Mutability and Recursion

I'm having trouble with attempting to mutably borrow a variable, but I think there should be a way to do it.

fn var_mut_at(&mut self, level: usize, name: &str) -> Option<&mut Var> {
        // Mutably borrowed here!
        let var = self.stack[level].map.get_mut(name); 
        if let Some(Var::Level(at)) = var {
            // Compiler complains about a second mutable borrow here!
            self.var_mut_at(*at, name)
        } else {
            var
        }
    }

There's a stack of structs; each struct contains a HashMap<String,Var>. Given a stack level and a name, I look up the Var at the level, returning a mutable reference to the Var. Sometimes the Var indicates that the item needs to be looked up further down the stack, so the method calls itself recursively...and therein lies the problem.

I presume there's an idiomatic way to do this?

No idea if there is an idiomatic way to do this I'm afraid. I think recursive functions probably tend towards immutable vars for reasons like this :slight_smile:

Does self need to be mutated? If the goal is to return an Option<Var> that suggests (to me) that you don't want to mutate self in the process but I could be wrong!

It's my understanding that if I don't borrow self as mut then I can't return the result as mut, which is precisely what I'm wanting to do.

The Var is a variable in an interpreter. Sometimes I want to get() it so I can use its value, and sometimes I want to get_mut() it so I can set its value. (I have a var_at function that does the same thing, but returns an immutable Var. It works fine.)

If this were just a normal HashMap, I'd just use its get() and get_mut() methods and be happy; but it's a more complicated data structure that I need to search through in order to find the Var I want.

The whole problem about this, is that basing only on its signature, the var_mut_at my do anything with self - it may for example purge whole stack. However rust needs statically prove, that until there is alife var borrow, self cannot change (because var could be invalidated).

Obviously in this case you can trivially see, that if you went into first if branch, whole second branch can be ignored, because its basically deadcode from this point, but Rust typesystem doesn't know it. Polonius is one of way for maybe deal with such cases in future.

I've got several operations that need to acquire an &mut Var and do something with it. Right now each one has a function that takes the name and any other data needed to complete the operation, does the lookup internally, and makes the change. What I'm wanting to do is abstract out the lookup so that I don't need to repeat that logic over and over.

» **MATERIAL SHOWN**
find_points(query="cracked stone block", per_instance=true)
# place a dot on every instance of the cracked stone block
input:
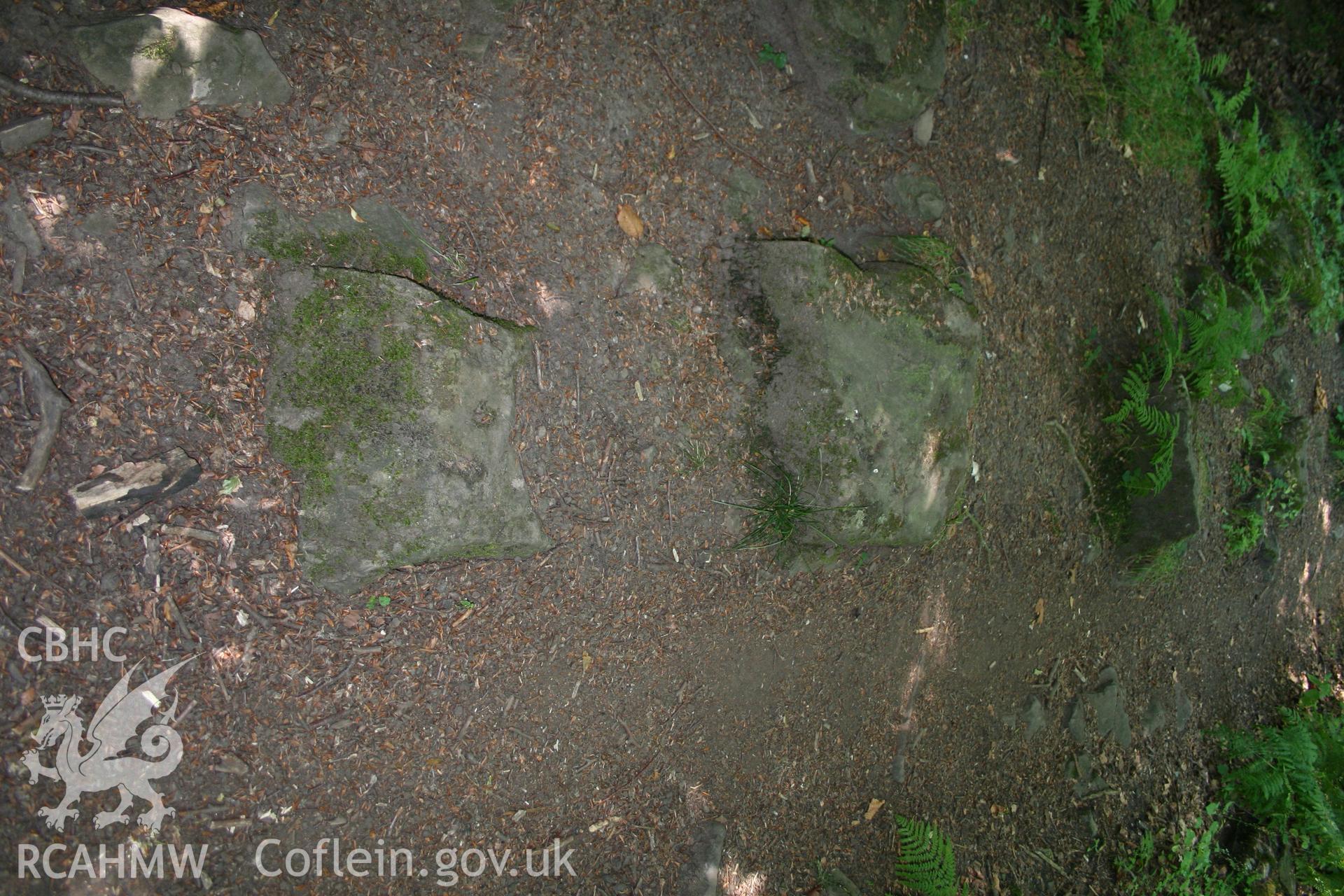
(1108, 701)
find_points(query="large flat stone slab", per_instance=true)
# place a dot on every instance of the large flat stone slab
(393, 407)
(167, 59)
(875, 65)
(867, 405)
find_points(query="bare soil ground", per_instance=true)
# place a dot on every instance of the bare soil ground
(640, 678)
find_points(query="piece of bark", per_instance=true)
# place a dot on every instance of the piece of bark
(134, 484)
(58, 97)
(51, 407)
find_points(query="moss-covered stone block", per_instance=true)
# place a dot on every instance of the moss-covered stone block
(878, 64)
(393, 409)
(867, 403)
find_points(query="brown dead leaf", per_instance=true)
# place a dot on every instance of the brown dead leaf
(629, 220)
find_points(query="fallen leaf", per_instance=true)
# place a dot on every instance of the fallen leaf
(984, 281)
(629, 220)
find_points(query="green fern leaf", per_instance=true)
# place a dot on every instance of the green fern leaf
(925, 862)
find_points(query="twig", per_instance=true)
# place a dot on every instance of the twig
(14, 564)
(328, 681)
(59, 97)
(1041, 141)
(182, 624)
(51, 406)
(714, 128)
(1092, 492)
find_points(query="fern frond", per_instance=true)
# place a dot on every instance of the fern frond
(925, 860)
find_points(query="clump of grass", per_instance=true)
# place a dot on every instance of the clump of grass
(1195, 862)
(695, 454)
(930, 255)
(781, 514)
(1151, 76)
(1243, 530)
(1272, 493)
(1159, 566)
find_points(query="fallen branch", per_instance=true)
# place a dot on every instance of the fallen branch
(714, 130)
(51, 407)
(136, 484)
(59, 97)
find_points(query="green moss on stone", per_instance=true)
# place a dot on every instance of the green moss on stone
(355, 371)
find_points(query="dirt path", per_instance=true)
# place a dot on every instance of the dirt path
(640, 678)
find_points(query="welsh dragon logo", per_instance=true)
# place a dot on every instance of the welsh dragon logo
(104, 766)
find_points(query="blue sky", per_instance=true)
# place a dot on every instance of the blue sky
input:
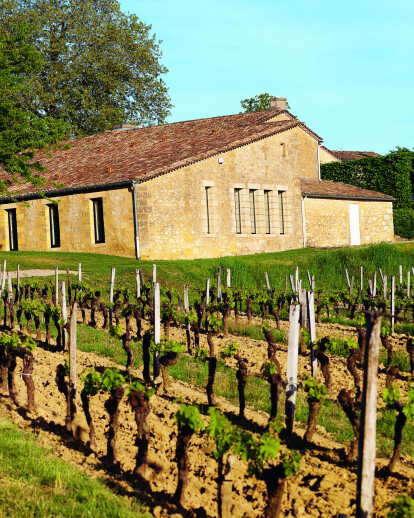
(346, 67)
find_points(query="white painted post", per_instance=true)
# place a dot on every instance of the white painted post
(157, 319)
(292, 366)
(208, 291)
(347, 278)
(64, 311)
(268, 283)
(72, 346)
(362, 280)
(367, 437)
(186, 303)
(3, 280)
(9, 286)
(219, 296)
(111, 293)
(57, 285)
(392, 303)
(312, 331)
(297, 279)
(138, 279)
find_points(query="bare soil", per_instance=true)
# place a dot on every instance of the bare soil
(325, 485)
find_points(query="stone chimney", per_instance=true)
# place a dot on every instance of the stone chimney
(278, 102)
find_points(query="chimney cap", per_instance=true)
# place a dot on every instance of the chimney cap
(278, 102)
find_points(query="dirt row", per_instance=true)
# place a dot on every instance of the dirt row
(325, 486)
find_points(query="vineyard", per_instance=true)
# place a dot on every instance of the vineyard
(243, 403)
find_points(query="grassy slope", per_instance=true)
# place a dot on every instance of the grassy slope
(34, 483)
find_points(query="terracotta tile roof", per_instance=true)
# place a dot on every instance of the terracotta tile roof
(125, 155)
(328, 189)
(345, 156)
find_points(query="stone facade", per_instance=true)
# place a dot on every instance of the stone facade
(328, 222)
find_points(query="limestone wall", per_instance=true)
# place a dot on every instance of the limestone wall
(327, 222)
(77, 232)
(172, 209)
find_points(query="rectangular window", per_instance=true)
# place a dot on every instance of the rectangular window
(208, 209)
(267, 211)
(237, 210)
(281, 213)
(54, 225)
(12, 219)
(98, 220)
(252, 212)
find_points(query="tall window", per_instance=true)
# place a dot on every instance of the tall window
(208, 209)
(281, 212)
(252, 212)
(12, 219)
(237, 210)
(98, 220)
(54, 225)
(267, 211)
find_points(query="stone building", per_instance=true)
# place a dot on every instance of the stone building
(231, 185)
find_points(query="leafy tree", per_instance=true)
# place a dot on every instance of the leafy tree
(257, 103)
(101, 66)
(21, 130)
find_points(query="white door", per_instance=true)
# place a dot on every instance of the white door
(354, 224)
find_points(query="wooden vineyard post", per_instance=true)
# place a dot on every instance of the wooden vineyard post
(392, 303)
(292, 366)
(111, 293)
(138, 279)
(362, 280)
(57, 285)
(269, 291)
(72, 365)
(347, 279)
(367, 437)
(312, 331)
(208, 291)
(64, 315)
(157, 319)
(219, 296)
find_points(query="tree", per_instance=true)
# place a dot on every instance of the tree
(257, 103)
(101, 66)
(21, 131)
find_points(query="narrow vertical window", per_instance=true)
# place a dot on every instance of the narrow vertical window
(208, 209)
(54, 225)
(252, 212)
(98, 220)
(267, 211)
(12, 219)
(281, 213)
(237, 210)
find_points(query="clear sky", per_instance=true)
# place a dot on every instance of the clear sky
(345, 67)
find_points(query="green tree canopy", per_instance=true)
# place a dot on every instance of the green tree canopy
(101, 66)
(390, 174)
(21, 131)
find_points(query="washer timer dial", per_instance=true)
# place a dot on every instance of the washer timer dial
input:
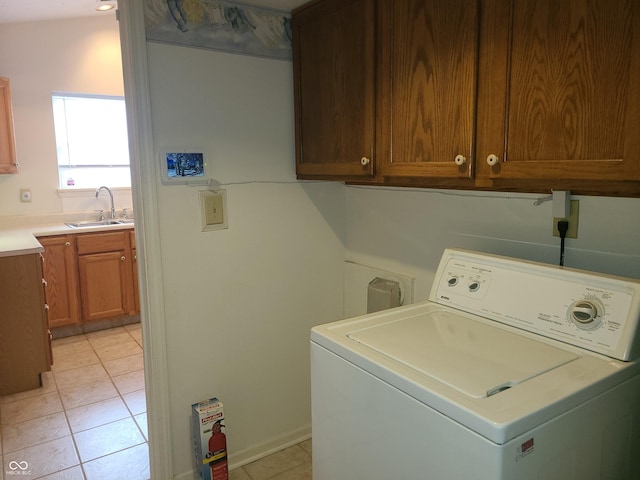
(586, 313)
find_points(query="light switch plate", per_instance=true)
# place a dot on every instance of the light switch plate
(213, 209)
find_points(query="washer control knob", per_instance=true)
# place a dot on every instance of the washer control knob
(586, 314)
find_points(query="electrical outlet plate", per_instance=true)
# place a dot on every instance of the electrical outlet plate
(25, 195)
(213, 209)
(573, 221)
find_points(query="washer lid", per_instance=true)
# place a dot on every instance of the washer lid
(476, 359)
--
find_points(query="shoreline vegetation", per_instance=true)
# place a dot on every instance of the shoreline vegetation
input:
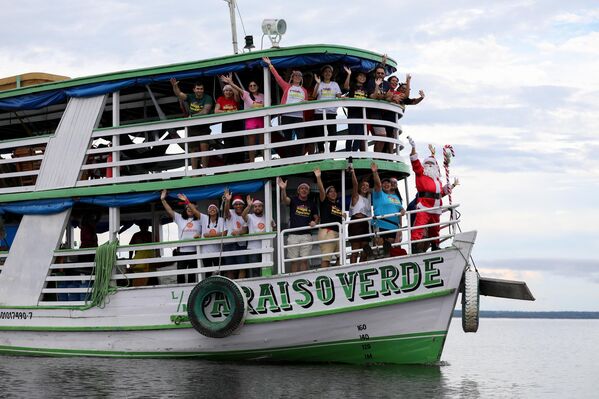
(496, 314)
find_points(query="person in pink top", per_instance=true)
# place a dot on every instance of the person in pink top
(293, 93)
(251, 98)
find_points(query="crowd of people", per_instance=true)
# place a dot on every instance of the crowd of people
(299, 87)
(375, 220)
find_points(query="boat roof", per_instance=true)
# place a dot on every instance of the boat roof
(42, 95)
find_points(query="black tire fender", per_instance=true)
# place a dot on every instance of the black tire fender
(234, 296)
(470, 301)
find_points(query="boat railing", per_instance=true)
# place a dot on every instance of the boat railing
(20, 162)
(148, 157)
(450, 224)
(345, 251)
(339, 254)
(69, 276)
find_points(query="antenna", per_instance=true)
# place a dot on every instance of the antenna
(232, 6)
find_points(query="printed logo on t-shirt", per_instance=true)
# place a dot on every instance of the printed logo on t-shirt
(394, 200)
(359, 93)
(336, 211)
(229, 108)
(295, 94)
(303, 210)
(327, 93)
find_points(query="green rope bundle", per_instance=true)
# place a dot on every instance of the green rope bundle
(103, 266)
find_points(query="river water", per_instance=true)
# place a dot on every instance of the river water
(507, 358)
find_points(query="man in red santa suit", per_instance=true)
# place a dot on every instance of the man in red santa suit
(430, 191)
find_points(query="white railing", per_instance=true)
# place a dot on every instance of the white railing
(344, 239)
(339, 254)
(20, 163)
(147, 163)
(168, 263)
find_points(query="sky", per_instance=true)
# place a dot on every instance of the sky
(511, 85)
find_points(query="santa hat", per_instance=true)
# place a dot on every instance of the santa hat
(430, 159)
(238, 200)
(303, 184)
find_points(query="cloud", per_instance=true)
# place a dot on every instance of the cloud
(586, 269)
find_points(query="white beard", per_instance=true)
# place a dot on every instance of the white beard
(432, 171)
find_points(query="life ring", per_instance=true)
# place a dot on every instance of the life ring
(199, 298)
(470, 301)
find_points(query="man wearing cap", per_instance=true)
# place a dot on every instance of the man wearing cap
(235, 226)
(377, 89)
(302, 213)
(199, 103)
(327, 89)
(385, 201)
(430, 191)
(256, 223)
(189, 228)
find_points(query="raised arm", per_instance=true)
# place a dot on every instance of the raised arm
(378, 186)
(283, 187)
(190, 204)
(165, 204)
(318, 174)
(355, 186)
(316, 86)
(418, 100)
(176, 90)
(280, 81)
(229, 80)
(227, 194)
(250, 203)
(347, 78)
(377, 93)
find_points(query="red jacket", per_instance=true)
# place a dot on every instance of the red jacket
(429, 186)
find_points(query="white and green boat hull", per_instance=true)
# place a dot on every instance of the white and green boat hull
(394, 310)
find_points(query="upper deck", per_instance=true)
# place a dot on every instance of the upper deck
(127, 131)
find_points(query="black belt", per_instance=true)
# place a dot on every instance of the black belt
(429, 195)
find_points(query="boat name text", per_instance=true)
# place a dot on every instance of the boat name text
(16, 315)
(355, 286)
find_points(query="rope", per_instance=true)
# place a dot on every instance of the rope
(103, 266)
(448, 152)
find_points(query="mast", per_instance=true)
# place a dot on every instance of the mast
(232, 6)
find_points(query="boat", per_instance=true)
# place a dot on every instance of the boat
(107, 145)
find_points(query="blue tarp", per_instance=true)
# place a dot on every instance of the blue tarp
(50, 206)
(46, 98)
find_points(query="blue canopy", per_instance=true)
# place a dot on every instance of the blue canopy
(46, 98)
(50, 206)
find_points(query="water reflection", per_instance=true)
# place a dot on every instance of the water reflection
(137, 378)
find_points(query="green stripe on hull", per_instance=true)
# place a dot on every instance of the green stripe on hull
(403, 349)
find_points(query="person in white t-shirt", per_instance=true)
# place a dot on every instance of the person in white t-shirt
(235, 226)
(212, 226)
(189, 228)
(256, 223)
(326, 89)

» **SET EXERCISE 1**
Check each statement below against the thread on mutability and recursion. For each one, answer yes or no and quote the words from the thread that decide it.
(a) The poster already has a var_at function that returns an immutable Var and works.
(b) Each struct on the stack holds a Vec of Var values.
(c) One reply names Polonius as a possible future way to deal with such cases.
» **SET EXERCISE 2**
According to the thread on mutability and recursion, what is a Var?
» **SET EXERCISE 3**
Go on with the thread on mutability and recursion, picking up after its final sentence.

» **FINAL RESULT 1**
(a) Yes: "I have a var_at function that does the same thing, but returns an immutable Var. It works fine."
(b) No: "each struct contains a HashMap<String,Var>"
(c) Yes: "Polonius is one of way for maybe deal with such cases in future."

» **FINAL RESULT 2**
A Var is a variable in an interpreter.

» **FINAL RESULT 3**
Perhaps there's a way to do it using closures? Something like this:

fn var_mut_at<F>(&mut self, level: usize, name: &str, func: F) 
    where F: FnMut(&mut Var)
{
   let var: &mut Var = .....;
   func(var);
}

I haven't really completely grokked closures yet, so they don't come naturally

I cannot be sure but this seems like a problem to me. And unnecessary as well.

If I understand your top level struct has some kind of stack of structs as a member which it passes to itself, via "self", all the way down the recursive rabbit hole.

Why do that? Why not make use of the processor stack you are using anyway and comes for free. Instead of putting those structs on a stack that you are maintaining yourself just create new ones locally at each recursion level and pass them as parameters. The recursive calls will then create and destroy them as they are made automatically.

I have no idea if that is at all helpful. Just thinking aloud.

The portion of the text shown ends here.